» **Texto para leitura**
As manifestações lançadas pelo recorrente, acima transcritas, são inaceitáveis e profundamente desrespeitosas à figura feminina, não podendo passar despercebidas ao discorrermos sobre o caso

Obviamente, não assiste qualquer razão ao recorrente ao formular afirmações de tal monta, absolutamente desqualificadas e desprovidas de qualquer propósito minimante aceitável em um pleito eleitoral, a não ser o de ofender a honra e a dignidade de sua adversária política.

Por certo, a liberdade de expressão não é direito absoluto, não podendo ser exercida com irresponsabilidade e sem as preocupações que lhe devem ser decorrentes.

Tal qual observa o douto Procurador Regional Eleitoral “Fatos sobre a vida íntima da candidata, sem qualquer referência a sua eventual incompetência, ultrapassam os limites do questionamento político” (…) “No caso dos autos, restou demonstrado que Osmar fez, em relação à candidata Sandra, a descrição clara de um fato preciso, determinado e concreto que, no plano objetivo, revela-se infame e desonrado”.

A propósito, cabe trazer a lume recente julgamento do Supremo Tribunal Federal, na Ação de Descumprimento de Preceito Fundamental (ADPF) 1.107, ajuizada pela Procuradoria-Geral da República (PGR), julgada em 23 de maio de 2024, com relatoria da Ministra Cármen Lúcia.

Ao julgar a Ação, o Plenário do Supremo Tribunal Federal, fixou, por unanimidade, a tese de que é inconstitucional a prática de desqualificar a mulher vítima de violência durante a instrução e o julgamento de crimes contra a dignidade sexual e também de demais crimes de violência contra a mulher, englobando também casos de violência doméstica e política, ficando vedada, então, eventual menção, inquirição ou fundamentação sobre a vida sexual pregressa ou ao modo de vida da vítima em audiências e decisões judiciais.

» **Registros de dados**
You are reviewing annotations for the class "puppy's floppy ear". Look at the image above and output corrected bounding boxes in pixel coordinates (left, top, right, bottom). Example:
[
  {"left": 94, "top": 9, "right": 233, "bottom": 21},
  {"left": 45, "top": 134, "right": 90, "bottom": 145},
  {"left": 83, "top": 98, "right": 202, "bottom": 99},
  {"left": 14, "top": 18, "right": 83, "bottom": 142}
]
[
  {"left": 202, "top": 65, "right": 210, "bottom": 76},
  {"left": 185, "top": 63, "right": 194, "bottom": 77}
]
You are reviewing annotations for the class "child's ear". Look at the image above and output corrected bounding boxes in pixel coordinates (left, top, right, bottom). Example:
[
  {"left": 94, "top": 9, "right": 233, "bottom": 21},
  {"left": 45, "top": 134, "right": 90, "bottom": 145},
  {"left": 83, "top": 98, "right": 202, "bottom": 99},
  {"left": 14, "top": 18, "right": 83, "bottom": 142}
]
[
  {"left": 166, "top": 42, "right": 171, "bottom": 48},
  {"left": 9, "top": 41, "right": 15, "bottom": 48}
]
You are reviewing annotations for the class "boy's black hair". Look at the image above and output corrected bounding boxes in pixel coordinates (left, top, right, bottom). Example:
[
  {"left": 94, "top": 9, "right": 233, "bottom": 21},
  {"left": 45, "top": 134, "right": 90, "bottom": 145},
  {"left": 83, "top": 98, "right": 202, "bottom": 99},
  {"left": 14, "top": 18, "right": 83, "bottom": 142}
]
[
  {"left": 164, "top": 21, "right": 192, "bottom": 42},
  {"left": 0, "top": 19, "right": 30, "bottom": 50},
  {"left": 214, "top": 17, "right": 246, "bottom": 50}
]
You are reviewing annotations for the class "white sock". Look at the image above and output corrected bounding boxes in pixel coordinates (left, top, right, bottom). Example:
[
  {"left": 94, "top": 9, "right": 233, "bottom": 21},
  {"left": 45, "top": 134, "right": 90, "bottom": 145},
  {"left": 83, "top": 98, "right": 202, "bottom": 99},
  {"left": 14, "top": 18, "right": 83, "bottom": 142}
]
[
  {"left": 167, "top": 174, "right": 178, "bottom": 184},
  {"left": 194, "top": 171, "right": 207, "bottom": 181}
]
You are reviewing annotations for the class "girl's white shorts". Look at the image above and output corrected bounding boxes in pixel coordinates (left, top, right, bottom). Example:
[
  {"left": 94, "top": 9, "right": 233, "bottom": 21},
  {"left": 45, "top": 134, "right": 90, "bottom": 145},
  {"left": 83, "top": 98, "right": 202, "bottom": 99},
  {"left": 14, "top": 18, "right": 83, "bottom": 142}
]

» **Instruções das tarefas**
**1)** No texto sobre o recurso eleitoral, quem foi a relatora da ADPF 1.107 no Supremo Tribunal Federal?
**2)** Escreva a continuação do texto sobre o recurso eleitoral a partir da última frase apresentada.

» **Resultados do exercício**
**1)** A Ministra Cármen Lúcia.

**2)**
Neste sentido, reproduz-se:

“O Tribunal, por unanimidade, conheceu da arguição de descumprimento de preceito fundamental e julgou procedentes os pedidos formulados pela arguente para i) conferir interpretação conforme à Constituição à expressão elementos alheios aos fatos objeto de apuração posta no art. 400-A do Código de Processo Penal, para excluir a possibilidade de invocação, pelas partes ou procuradores, de elementos referentes à vivência sexual pregressa da vítima ou ao seu modo de vida em audiência de instrução e julgamento de crimes contra a dignidade sexual e de violência contra a mulher, sob pena de nulidade do ato ou do julgamento, nos termos dos arts. 563 a 573 do Código de Processo Penal; ii) vedar o reconhecimento da nulidade referida no item anterior na hipótese de a defesa invocar o modo de vida da vítima ou a questionar quanto a vivência sexual pregressa com essa finalidade, considerando a impossibilidade do acusado se beneficiar da própria torpeza; iii) conferir interpretação conforme ao art. 59 do Código Penal, para assentar ser vedado ao magistrado, na fixação da pena em crimes sexuais, valorar a vida sexual pregressa da vítima ou seu modo de vida; e iv) assentar ser dever do magistrado julgador atuar no sentido de impedir essa prática inconstitucional, sob pena de responsabilização civil, administrativa e penal. Por fim, determinou o encaminhamento do acórdão deste julgamento a todos os Tribunais de Justiça e Tribunais Regionais Federais do país, para que sejam adotadas as diretrizes determinadas nesta arguição. Tudo nos termos do voto da Relatora”.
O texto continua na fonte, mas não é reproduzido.